**EXERCISE TASK**: Reproduce all of the following material word for word, line by line, and leave out the pictures.

**RAW RECORDS**:
—————

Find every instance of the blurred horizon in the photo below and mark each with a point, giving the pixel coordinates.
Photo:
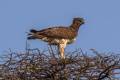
(100, 31)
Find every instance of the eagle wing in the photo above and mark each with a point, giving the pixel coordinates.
(57, 32)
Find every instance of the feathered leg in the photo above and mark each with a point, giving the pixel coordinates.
(61, 47)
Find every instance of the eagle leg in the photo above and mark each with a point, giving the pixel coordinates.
(61, 47)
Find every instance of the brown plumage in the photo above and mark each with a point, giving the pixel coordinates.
(58, 35)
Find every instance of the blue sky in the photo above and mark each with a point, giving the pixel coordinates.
(101, 30)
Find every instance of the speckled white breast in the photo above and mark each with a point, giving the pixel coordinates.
(57, 41)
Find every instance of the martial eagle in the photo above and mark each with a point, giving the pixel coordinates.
(60, 35)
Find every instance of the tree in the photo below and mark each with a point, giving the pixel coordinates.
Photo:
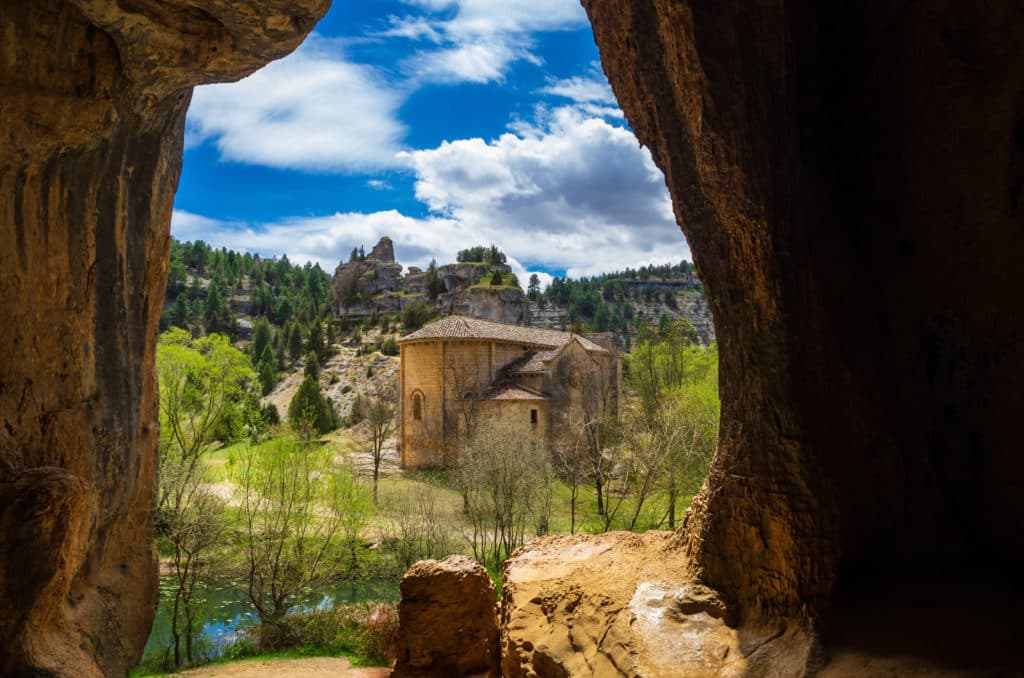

—————

**EXPECTED ANSWER**:
Find every instance of the blurred horizon in the photo below and mark each with a point, giving the pixel coordinates.
Photo:
(100, 31)
Find every instance of the eagle wing in the photo above and mark each with a point, giving the pixel coordinates.
(57, 32)
Find every instance of the feathered leg in the photo above and mark each with a point, giving the pixel coordinates.
(61, 47)
Find every instance of the eagle leg in the photo above and mark each with a point, giving the pixel coordinates.
(61, 47)
Find every instance of the brown plumage in the photo above and mark each with a point, giving the pixel coordinates.
(58, 35)
Find every instance of the blue sky in the photo above and mark each with a point, giving the pixel coordinates.
(101, 30)
Find every instance of the speckled white breast in the photo above and mark each with a point, giving the pixel coordinates.
(57, 41)
Find every instance of the martial eagle in the photo above and mark each with a point, giving the pixel coordinates.
(60, 35)
Find every instance of the tree in the photo below and mark each with a point, giving the pixel coordinates.
Photo:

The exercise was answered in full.